§ **Work order**:
Could you please return each line of the data that has the word "human"?

[Listed entries Boundary: Start]

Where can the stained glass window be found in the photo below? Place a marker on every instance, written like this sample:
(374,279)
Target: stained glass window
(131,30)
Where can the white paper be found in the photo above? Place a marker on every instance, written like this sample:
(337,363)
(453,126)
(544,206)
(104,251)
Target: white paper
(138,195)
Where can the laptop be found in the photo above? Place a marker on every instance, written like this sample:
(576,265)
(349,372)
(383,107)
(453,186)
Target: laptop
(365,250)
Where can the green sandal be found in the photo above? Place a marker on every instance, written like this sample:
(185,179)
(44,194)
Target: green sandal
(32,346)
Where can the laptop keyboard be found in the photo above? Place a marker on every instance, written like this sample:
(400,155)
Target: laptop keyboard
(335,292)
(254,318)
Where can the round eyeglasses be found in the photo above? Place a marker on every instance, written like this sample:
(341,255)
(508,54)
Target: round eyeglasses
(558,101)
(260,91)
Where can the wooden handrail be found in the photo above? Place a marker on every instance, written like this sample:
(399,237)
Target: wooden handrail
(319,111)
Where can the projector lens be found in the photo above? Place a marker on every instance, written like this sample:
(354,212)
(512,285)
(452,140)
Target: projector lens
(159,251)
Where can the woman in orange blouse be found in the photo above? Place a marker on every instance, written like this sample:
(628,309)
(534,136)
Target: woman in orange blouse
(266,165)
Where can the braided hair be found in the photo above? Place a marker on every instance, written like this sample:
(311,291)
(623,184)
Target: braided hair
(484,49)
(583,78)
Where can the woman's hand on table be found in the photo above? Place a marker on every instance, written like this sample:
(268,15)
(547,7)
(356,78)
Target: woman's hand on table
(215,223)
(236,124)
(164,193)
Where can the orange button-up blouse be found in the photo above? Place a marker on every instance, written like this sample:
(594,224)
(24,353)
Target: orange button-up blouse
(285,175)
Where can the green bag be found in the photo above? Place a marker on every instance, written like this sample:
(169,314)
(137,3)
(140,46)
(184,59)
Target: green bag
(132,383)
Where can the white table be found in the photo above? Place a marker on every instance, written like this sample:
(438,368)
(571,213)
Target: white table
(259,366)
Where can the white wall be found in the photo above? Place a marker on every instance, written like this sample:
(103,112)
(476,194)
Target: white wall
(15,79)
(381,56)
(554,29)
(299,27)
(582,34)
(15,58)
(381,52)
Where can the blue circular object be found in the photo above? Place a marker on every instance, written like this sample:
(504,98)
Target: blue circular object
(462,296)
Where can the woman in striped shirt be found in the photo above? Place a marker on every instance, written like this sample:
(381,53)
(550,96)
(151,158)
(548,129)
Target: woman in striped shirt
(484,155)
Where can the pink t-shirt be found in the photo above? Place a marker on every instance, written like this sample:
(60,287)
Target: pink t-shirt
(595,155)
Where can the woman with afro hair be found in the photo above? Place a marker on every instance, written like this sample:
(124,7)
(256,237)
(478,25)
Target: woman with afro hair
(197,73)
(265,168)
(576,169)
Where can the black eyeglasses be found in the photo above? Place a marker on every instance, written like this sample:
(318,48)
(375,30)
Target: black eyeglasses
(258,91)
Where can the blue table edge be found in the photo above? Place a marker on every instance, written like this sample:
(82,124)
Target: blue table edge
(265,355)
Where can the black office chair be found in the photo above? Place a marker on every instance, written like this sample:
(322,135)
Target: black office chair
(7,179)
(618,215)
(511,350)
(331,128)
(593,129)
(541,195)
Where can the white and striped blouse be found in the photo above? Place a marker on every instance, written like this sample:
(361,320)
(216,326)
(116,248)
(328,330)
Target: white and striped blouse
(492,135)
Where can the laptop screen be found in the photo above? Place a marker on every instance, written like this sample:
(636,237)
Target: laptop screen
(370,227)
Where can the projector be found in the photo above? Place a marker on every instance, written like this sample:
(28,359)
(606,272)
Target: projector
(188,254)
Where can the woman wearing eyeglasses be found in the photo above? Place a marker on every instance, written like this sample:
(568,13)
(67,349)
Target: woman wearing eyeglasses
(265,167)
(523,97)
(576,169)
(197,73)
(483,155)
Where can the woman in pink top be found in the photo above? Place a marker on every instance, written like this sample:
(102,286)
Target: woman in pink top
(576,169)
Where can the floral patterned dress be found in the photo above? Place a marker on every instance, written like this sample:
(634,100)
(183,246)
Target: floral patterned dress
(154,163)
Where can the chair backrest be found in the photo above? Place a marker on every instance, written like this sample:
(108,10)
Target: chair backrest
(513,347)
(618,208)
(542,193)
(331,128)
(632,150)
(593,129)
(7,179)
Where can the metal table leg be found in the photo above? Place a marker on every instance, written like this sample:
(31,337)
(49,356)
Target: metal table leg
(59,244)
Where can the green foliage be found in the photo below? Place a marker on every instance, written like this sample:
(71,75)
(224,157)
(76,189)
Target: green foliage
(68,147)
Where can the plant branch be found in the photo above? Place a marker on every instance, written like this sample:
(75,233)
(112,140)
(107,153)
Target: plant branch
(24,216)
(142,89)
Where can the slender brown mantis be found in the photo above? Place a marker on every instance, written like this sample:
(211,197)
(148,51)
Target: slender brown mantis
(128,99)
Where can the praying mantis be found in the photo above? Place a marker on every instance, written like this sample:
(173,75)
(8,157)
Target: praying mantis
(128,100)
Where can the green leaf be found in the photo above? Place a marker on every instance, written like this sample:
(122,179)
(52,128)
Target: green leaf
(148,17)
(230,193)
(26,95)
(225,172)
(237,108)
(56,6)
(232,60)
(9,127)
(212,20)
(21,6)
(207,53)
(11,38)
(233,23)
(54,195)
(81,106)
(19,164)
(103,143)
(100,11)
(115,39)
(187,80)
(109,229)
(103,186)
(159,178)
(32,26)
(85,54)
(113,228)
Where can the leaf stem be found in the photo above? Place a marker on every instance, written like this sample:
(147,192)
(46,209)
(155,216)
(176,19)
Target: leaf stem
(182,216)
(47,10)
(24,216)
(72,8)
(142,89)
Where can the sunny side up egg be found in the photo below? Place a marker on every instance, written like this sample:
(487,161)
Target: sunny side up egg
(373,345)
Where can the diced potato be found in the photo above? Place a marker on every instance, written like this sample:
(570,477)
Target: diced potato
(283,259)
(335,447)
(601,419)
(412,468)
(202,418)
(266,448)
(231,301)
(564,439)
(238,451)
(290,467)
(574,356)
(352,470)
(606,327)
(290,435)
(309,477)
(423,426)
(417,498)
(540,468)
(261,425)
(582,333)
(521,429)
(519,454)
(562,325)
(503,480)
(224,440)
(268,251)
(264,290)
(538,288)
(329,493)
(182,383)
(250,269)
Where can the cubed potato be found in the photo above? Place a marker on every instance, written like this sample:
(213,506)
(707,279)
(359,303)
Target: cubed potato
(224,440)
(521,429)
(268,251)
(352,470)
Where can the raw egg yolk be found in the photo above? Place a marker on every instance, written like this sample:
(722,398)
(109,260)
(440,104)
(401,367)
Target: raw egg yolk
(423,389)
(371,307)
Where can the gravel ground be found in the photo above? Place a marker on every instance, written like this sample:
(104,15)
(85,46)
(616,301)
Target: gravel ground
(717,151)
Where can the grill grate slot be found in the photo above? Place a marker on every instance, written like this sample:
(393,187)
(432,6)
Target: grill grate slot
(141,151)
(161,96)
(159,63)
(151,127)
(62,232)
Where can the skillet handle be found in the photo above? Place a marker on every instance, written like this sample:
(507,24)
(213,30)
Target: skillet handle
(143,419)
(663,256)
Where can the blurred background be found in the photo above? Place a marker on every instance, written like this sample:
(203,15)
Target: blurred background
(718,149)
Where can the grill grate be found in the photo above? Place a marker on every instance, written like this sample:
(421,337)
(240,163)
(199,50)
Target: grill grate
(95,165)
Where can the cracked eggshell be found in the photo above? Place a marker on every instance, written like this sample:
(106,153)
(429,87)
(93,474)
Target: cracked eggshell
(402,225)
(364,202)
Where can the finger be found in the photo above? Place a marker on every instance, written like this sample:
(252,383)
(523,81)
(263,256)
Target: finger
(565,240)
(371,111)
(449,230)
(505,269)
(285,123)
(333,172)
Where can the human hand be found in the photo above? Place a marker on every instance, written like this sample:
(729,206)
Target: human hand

[Listed entries Boundary: End]

§ **Result of this exercise**:
Where can the human hand be found in the photo above? Place a marker on every instance, written like this sample:
Target: human hand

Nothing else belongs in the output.